▸ **What to work on**:
Please swap "red jacket" for "blue jacket" in the lines between the one holding "Where can you see the person in red" and the one holding "column 398, row 287", inclusive. Reproduce only those lines, with nothing else changed.

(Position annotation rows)

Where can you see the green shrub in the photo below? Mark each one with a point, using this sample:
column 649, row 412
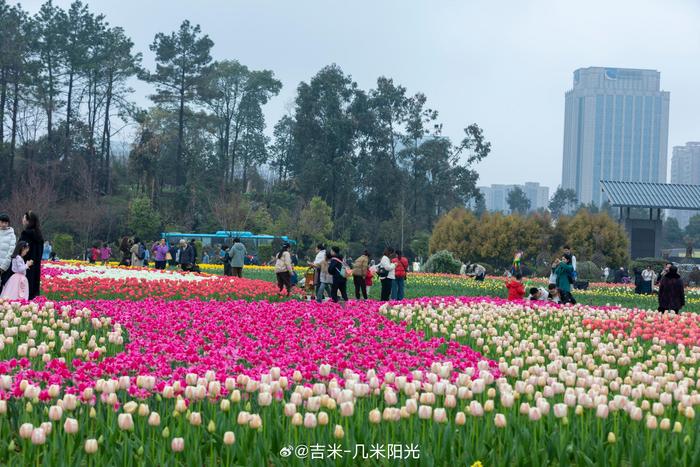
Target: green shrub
column 442, row 262
column 657, row 264
column 265, row 252
column 588, row 271
column 63, row 246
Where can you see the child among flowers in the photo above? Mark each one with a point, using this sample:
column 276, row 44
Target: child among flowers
column 516, row 290
column 17, row 287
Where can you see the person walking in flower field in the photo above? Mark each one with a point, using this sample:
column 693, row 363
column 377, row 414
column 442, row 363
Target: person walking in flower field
column 160, row 253
column 237, row 253
column 516, row 290
column 7, row 247
column 359, row 275
column 17, row 287
column 105, row 253
column 671, row 293
column 284, row 269
column 400, row 272
column 564, row 276
column 339, row 270
column 385, row 271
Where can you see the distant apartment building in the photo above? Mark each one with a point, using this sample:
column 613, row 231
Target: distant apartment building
column 685, row 169
column 615, row 128
column 496, row 196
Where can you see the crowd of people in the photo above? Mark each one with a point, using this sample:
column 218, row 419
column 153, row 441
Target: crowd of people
column 20, row 259
column 20, row 268
column 332, row 271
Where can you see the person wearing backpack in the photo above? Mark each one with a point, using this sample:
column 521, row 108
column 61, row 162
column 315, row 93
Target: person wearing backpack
column 359, row 275
column 284, row 269
column 401, row 268
column 138, row 253
column 385, row 271
column 339, row 270
column 564, row 272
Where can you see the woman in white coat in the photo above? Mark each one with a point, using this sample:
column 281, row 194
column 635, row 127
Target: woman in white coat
column 386, row 273
column 7, row 246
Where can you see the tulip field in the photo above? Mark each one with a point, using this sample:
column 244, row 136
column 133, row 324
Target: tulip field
column 123, row 367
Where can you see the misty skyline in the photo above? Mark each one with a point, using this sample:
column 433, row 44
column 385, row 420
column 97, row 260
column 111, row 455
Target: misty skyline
column 505, row 69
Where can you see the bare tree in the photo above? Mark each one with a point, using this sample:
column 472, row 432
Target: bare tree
column 34, row 193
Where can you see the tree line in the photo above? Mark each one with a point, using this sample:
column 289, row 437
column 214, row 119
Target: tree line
column 370, row 167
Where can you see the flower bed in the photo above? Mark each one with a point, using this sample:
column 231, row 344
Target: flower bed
column 81, row 281
column 198, row 383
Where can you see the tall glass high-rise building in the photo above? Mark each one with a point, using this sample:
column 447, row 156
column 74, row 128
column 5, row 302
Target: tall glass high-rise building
column 685, row 169
column 615, row 128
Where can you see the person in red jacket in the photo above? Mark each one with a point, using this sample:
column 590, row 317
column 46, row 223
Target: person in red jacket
column 516, row 290
column 398, row 287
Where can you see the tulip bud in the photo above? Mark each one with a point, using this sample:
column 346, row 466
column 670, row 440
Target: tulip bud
column 689, row 413
column 38, row 436
column 651, row 422
column 500, row 420
column 534, row 414
column 125, row 422
column 347, row 409
column 255, row 422
column 195, row 419
column 25, row 431
column 177, row 444
column 55, row 413
column 91, row 446
column 143, row 410
column 322, row 418
column 71, row 426
column 154, row 419
column 310, row 420
column 130, row 407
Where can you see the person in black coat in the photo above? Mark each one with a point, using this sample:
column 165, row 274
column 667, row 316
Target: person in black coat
column 340, row 281
column 671, row 294
column 32, row 235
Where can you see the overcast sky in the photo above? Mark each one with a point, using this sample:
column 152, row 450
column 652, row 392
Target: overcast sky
column 502, row 64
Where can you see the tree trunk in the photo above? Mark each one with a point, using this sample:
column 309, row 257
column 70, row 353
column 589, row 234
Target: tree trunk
column 179, row 171
column 49, row 109
column 66, row 149
column 106, row 137
column 3, row 99
column 13, row 138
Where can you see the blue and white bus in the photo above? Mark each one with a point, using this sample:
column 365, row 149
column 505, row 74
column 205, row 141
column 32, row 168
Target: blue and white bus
column 251, row 241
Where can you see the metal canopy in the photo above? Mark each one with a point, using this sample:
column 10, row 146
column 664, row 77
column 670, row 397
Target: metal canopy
column 652, row 195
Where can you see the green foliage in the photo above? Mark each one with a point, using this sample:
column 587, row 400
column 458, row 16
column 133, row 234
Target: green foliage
column 265, row 252
column 657, row 264
column 518, row 200
column 442, row 262
column 420, row 245
column 588, row 271
column 495, row 237
column 692, row 231
column 143, row 220
column 315, row 221
column 63, row 245
column 672, row 234
column 562, row 202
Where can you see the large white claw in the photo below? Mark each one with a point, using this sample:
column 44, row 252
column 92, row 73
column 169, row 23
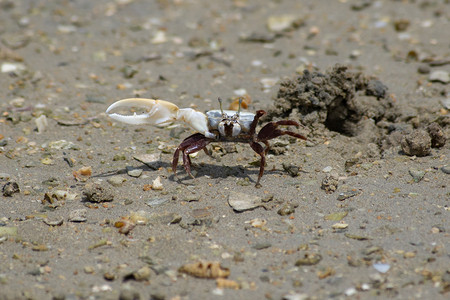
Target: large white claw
column 161, row 113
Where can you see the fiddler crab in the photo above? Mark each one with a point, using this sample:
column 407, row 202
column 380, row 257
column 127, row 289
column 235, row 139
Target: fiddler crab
column 216, row 126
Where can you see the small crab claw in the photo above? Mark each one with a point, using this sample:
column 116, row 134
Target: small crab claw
column 160, row 113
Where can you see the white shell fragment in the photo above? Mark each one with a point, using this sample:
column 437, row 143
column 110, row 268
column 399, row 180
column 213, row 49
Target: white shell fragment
column 215, row 117
column 156, row 184
column 12, row 67
column 242, row 202
column 41, row 123
column 382, row 268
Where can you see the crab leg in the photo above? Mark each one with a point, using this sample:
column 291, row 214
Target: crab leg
column 260, row 150
column 191, row 144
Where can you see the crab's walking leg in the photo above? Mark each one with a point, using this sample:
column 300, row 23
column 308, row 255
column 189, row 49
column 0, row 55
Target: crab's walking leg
column 260, row 150
column 258, row 115
column 191, row 144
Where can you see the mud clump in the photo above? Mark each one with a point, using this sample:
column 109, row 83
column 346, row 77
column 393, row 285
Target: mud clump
column 340, row 99
column 437, row 135
column 417, row 143
column 94, row 192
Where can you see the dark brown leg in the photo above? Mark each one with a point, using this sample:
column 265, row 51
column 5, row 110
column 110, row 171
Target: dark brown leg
column 191, row 144
column 258, row 115
column 260, row 150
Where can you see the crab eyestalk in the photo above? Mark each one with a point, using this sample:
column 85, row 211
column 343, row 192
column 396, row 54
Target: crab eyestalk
column 239, row 107
column 220, row 106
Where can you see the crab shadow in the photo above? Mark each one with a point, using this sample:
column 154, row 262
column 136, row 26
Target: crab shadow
column 218, row 172
column 199, row 170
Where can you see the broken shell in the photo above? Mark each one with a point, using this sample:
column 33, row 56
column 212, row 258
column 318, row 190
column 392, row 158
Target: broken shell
column 205, row 269
column 223, row 283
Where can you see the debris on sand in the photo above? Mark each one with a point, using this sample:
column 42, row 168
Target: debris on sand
column 340, row 99
column 205, row 269
column 95, row 192
column 417, row 143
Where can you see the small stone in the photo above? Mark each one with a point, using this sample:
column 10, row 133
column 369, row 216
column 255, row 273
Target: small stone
column 242, row 202
column 350, row 292
column 8, row 231
column 423, row 69
column 339, row 226
column 10, row 188
column 297, row 296
column 292, row 170
column 129, row 293
column 417, row 143
column 380, row 267
column 327, row 169
column 439, row 76
column 57, row 222
column 12, row 67
column 336, row 216
column 446, row 169
column 409, row 254
column 157, row 202
column 95, row 192
column 286, row 209
column 417, row 175
column 345, row 195
column 309, row 259
column 263, row 245
column 446, row 103
column 437, row 135
column 134, row 172
column 283, row 23
column 63, row 145
column 41, row 123
column 116, row 180
column 330, row 182
column 160, row 37
column 156, row 184
column 78, row 215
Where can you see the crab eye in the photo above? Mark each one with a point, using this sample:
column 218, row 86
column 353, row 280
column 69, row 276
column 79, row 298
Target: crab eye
column 236, row 129
column 221, row 128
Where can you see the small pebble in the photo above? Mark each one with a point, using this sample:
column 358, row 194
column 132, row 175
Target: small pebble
column 417, row 143
column 242, row 202
column 134, row 172
column 417, row 175
column 10, row 188
column 152, row 160
column 129, row 293
column 437, row 135
column 446, row 169
column 116, row 180
column 350, row 292
column 157, row 202
column 286, row 210
column 439, row 76
column 95, row 192
column 263, row 245
column 156, row 184
column 282, row 22
column 41, row 123
column 382, row 268
column 78, row 215
column 330, row 182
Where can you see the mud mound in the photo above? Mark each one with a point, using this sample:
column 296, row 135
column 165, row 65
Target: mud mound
column 340, row 99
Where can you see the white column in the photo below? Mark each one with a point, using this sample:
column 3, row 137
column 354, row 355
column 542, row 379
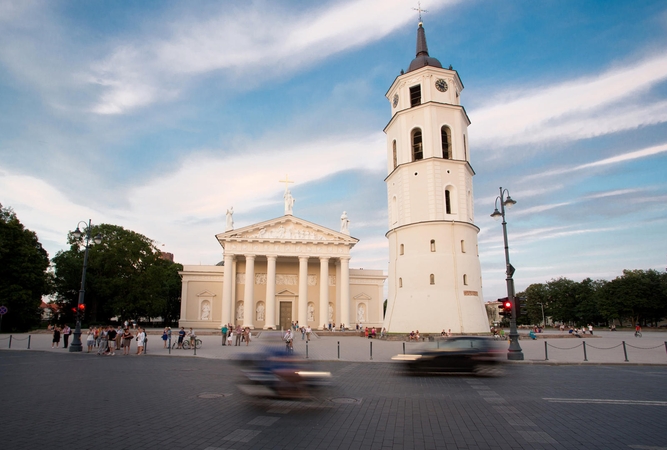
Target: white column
column 249, row 292
column 345, row 290
column 324, row 292
column 227, row 286
column 270, row 316
column 303, row 291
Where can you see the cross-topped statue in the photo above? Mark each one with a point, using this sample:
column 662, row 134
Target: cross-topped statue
column 420, row 11
column 289, row 200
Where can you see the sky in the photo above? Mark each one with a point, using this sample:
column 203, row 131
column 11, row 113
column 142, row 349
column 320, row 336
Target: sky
column 158, row 116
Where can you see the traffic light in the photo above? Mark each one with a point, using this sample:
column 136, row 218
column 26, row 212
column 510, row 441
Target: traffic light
column 521, row 308
column 505, row 307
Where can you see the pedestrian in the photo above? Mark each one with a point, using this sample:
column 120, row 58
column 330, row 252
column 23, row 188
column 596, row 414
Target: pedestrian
column 165, row 336
column 181, row 336
column 67, row 331
column 56, row 337
column 224, row 334
column 141, row 340
column 111, row 336
column 90, row 341
column 238, row 334
column 127, row 341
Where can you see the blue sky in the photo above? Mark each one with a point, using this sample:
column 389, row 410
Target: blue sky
column 160, row 115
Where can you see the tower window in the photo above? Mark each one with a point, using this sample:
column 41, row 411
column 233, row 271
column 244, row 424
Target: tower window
column 417, row 150
column 416, row 95
column 446, row 138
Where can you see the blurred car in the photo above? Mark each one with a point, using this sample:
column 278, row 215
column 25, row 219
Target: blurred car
column 462, row 354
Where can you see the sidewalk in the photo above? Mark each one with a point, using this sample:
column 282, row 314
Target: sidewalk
column 603, row 348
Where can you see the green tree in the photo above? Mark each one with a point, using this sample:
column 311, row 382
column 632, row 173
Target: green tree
column 126, row 277
column 24, row 276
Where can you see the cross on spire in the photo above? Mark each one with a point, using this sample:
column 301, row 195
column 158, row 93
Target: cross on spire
column 286, row 181
column 420, row 11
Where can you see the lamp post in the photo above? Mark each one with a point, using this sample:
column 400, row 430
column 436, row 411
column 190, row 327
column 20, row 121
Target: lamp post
column 514, row 353
column 76, row 346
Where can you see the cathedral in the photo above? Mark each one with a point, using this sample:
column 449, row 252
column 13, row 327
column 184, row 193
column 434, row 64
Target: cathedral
column 288, row 269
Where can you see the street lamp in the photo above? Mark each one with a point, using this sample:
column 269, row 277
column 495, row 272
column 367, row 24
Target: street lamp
column 76, row 346
column 514, row 353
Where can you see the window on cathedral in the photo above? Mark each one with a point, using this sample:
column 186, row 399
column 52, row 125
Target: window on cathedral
column 417, row 150
column 416, row 95
column 446, row 138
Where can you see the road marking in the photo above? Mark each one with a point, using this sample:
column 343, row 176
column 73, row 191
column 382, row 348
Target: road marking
column 241, row 435
column 265, row 421
column 603, row 401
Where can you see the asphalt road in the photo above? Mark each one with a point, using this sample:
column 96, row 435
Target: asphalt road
column 80, row 401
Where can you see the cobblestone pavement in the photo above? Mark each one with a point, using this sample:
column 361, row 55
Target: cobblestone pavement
column 604, row 347
column 59, row 400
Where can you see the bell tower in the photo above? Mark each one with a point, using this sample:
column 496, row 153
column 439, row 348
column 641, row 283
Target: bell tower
column 434, row 272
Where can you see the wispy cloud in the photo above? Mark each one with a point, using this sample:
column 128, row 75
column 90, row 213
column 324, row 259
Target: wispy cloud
column 255, row 45
column 574, row 109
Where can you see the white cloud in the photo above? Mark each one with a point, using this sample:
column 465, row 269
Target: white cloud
column 574, row 109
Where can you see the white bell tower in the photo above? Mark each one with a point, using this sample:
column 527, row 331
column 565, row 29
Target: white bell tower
column 434, row 272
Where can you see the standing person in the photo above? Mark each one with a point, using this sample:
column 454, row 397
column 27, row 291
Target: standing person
column 90, row 341
column 165, row 336
column 111, row 336
column 141, row 339
column 127, row 341
column 224, row 334
column 181, row 336
column 238, row 333
column 103, row 348
column 66, row 333
column 56, row 337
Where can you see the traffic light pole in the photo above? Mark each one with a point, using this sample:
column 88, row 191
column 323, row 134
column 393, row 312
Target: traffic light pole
column 514, row 353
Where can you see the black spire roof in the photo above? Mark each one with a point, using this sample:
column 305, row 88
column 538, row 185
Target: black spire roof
column 422, row 59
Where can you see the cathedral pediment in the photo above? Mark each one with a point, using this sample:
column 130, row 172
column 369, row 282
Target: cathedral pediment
column 286, row 229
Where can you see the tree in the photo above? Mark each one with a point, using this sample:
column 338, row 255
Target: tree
column 126, row 277
column 24, row 276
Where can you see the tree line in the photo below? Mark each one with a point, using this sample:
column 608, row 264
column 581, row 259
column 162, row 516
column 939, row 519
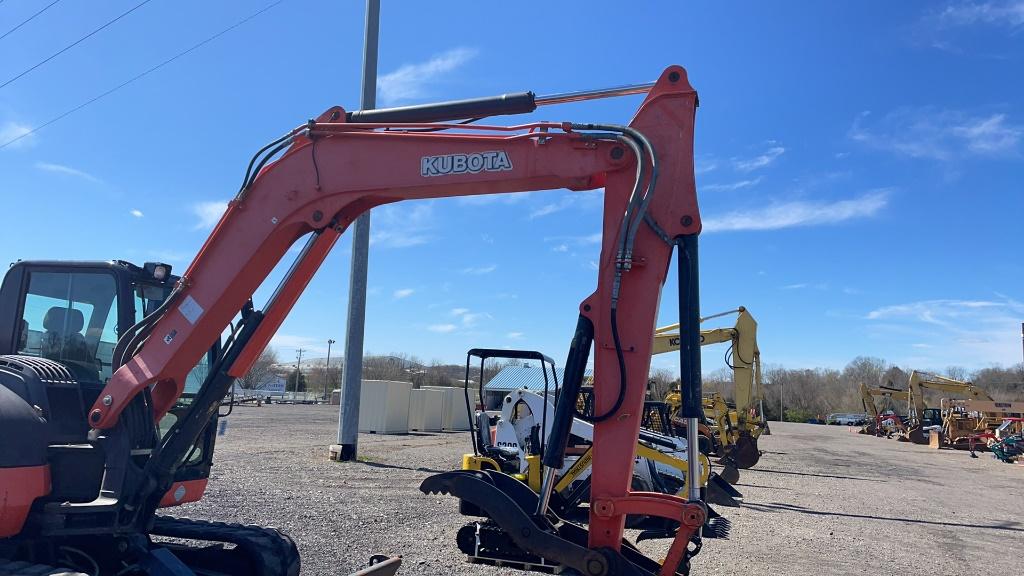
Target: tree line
column 800, row 394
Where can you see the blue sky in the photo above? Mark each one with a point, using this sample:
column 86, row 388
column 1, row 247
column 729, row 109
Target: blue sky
column 859, row 165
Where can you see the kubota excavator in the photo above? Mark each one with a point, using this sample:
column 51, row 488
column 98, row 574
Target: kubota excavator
column 739, row 426
column 312, row 182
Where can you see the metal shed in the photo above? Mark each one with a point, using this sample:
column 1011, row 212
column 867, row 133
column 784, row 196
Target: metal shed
column 518, row 377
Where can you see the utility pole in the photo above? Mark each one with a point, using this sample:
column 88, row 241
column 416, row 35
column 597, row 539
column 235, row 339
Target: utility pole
column 327, row 376
column 298, row 369
column 348, row 417
column 781, row 389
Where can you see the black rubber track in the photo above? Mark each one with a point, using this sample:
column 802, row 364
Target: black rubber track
column 266, row 551
column 15, row 568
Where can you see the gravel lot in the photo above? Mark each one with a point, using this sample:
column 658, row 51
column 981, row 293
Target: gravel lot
column 822, row 500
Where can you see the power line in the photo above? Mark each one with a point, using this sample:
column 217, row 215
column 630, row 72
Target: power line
column 75, row 43
column 27, row 21
column 138, row 76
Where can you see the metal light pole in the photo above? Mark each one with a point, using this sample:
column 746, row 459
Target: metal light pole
column 348, row 417
column 327, row 377
column 781, row 391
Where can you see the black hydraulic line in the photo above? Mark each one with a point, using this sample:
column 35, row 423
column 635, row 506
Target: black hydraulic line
column 252, row 162
column 576, row 368
column 469, row 410
column 518, row 103
column 689, row 328
column 182, row 436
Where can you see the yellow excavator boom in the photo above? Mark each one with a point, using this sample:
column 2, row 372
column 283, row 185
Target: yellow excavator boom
column 739, row 427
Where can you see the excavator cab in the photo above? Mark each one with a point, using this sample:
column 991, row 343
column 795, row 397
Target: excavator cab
column 59, row 328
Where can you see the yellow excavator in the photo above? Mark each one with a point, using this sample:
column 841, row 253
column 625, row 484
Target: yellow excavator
column 967, row 423
column 921, row 416
column 881, row 423
column 739, row 426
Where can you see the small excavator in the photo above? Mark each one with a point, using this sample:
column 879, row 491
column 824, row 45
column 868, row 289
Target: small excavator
column 922, row 418
column 883, row 423
column 513, row 440
column 89, row 459
column 738, row 426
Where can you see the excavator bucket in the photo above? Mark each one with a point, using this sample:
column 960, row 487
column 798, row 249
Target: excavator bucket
column 915, row 435
column 721, row 493
column 381, row 566
column 744, row 453
column 512, row 534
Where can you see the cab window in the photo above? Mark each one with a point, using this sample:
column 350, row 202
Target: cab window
column 66, row 316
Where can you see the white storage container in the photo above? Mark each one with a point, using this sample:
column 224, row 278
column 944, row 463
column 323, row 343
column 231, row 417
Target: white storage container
column 384, row 407
column 454, row 414
column 425, row 407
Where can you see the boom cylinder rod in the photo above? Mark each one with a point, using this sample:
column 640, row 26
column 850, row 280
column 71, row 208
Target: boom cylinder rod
column 581, row 95
column 517, row 103
column 689, row 356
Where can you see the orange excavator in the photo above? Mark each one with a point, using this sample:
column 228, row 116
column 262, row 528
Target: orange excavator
column 88, row 458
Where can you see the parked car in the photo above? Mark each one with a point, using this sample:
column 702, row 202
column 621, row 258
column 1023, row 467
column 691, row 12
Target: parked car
column 847, row 419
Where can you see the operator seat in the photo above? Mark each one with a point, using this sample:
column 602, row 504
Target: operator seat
column 64, row 340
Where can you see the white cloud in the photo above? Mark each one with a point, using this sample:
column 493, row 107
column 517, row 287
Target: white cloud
column 803, row 285
column 292, row 342
column 937, row 134
column 799, row 213
column 469, row 319
column 171, row 256
column 402, row 225
column 587, row 240
column 762, row 161
column 969, row 332
column 704, row 164
column 16, row 133
column 68, row 170
column 1009, row 14
column 940, row 313
column 732, row 186
column 545, row 210
column 479, row 271
column 488, row 199
column 410, row 81
column 208, row 213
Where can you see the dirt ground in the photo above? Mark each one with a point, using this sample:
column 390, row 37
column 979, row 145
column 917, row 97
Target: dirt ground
column 822, row 500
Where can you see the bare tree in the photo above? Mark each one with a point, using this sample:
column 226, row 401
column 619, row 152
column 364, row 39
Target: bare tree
column 660, row 382
column 261, row 373
column 864, row 369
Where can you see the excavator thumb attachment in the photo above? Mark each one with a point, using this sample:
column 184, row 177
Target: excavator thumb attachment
column 744, row 453
column 915, row 435
column 721, row 493
column 380, row 566
column 516, row 536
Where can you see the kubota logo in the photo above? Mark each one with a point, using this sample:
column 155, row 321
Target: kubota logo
column 495, row 161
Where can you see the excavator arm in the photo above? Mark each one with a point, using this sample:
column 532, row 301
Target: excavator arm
column 745, row 356
column 331, row 170
column 738, row 444
column 923, row 380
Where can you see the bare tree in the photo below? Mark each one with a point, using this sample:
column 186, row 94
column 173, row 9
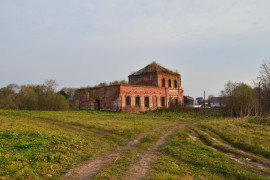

▸ **The response**:
Where can you see the person in blue jacket in the photo above? Mark each one with a point, using this sample:
column 590, row 317
column 46, row 223
Target: person in blue jacket
column 516, row 290
column 398, row 287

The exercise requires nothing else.